_Given request 1_.
Change "marker" to "dot" in the rows from the line holding "point: turned table" through the last line of the rows, both ends included. Give back only those lines, with nothing else altered.
━━━ Document
10200 Alliance Road, Suite 200
Cincinnati, Ohio 45242-4716
2006 Annual Stockholders’ Meeting
Supplement to Proxy Statement
Dear Stockholder:
     On May 24, 2006, LanVision Systems, Inc. (“LanVision” or the “Company”) convened its Annual Meeting of Stockholders. The stockholders considered the two proposals set forth in LanVision’s proxy statement relating to the election of the Company’s four incumbent directors and an amendment to the Company’s Certificate of Incorporation to change its corporate name. The directors were elected as proposed.
     The proposal to change the Company’s corporate name required the affirmative vote of two thirds of the outstanding shares of the Company’s common stock.. Due to broker non-votes and the failure to vote by certain stockholders of record owning a significant number of shares, less than two thirds of the Company’s outstanding shares were present and able to vote on the name change proposal. A motion was made and approved at the Annual Meeting to recess the Annual Meeting until June 2, 2006 at 5:00 p.m. to allow additional time for stockholders to vote on the name change proposal.
━━━━━━
_Given request 2_.
Set down the whole proxy statement supplement again, word for word.
━━━ Data shown
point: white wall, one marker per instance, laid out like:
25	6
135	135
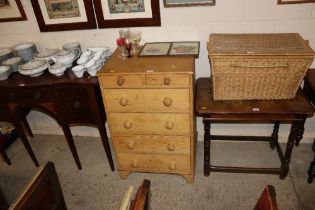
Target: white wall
179	24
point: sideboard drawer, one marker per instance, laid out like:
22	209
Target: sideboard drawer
154	163
149	123
29	96
167	80
75	104
152	144
147	100
121	81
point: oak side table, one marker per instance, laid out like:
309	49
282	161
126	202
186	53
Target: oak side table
294	111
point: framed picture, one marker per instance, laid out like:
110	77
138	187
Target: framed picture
155	49
185	48
188	3
63	15
127	13
11	10
294	1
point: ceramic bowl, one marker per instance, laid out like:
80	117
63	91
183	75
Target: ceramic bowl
13	63
34	67
46	54
5	54
5	72
58	69
66	57
25	50
72	46
78	71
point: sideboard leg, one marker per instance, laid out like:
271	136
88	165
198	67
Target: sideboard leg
274	135
5	156
311	171
296	134
106	146
20	131
71	144
206	147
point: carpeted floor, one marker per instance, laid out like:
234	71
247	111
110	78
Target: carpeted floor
96	187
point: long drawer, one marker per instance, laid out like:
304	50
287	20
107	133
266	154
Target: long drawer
144	80
149	123
154	163
152	144
147	100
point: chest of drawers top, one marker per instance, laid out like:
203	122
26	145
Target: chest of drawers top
148	65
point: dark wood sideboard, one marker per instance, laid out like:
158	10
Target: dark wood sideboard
68	99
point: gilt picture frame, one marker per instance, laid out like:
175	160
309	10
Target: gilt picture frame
155	49
188	3
11	10
187	48
127	13
63	15
295	1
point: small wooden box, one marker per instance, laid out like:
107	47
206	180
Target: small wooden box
257	66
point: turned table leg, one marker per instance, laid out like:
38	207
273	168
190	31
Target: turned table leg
311	171
274	135
207	143
296	134
69	138
5	156
20	131
105	143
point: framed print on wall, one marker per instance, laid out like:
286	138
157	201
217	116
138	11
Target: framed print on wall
294	1
127	13
188	3
11	10
63	15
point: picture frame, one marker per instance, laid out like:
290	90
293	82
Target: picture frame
155	49
124	13
64	15
188	3
185	48
295	1
11	10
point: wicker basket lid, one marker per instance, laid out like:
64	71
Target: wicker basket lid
258	44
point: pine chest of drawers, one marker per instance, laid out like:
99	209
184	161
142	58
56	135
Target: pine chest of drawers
150	112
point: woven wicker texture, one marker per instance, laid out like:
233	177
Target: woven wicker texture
239	71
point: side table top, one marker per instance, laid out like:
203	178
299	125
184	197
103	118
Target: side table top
206	105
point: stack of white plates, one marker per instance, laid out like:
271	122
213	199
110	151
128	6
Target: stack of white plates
25	50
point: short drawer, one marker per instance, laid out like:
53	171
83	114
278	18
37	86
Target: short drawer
━━━━━━
_Right answer 1_.
point: turned table leg, one dot per instance, laid out like:
38	207
273	168
190	31
Target: turned table leg
311	171
274	135
207	143
296	134
69	138
5	156
20	131
105	143
point: framed print on wall, one dot per instance, laid out like:
286	138
157	201
217	116
138	11
Target: framed print on wall
294	1
127	13
188	3
11	10
63	15
point: picture frame, one dot per instance, laid out like:
290	90
293	82
Target: picture frame
155	49
124	13
64	15
188	3
185	48
295	1
11	10
point: wicker basket lid, one dot per instance, laid out like:
64	71
Target: wicker basket lid
258	44
point: pine chest of drawers, one dot per instance, laid out like:
99	209
184	161
142	58
56	135
Target: pine chest of drawers
150	112
point: woven wicker texture, one dot per instance, laid out like:
233	177
Target: woven wicker texture
239	71
point: side table top, one dot per instance, laid out like:
203	178
299	125
184	197
103	118
Target: side table top
206	105
point: stack of white plates, one dot per instance, laid out like:
271	122
213	199
110	151
128	6
Target: stack of white plates
25	50
point: short drawer, one dot per instance, laid out like:
53	171
83	114
278	18
37	86
Target: short drawer

_Right answer 2_.
10200 Alliance Road, Suite 200
Cincinnati, Ohio 45242-4716
2006 Annual Stockholders’ Meeting
Supplement to Proxy Statement
Dear Stockholder:
     On May 24, 2006, LanVision Systems, Inc. (“LanVision” or the “Company”) convened its Annual Meeting of Stockholders. The stockholders considered the two proposals set forth in LanVision’s proxy statement relating to the election of the Company’s four incumbent directors and an amendment to the Company’s Certificate of Incorporation to change its corporate name. The directors were elected as proposed.
     The proposal to change the Company’s corporate name required the affirmative vote of two thirds of the outstanding shares of the Company’s common stock.. Due to broker non-votes and the failure to vote by certain stockholders of record owning a significant number of shares, less than two thirds of the Company’s outstanding shares were present and able to vote on the name change proposal. A motion was made and approved at the Annual Meeting to recess the Annual Meeting until June 2, 2006 at 5:00 p.m. to allow additional time for stockholders to vote on the name change proposal.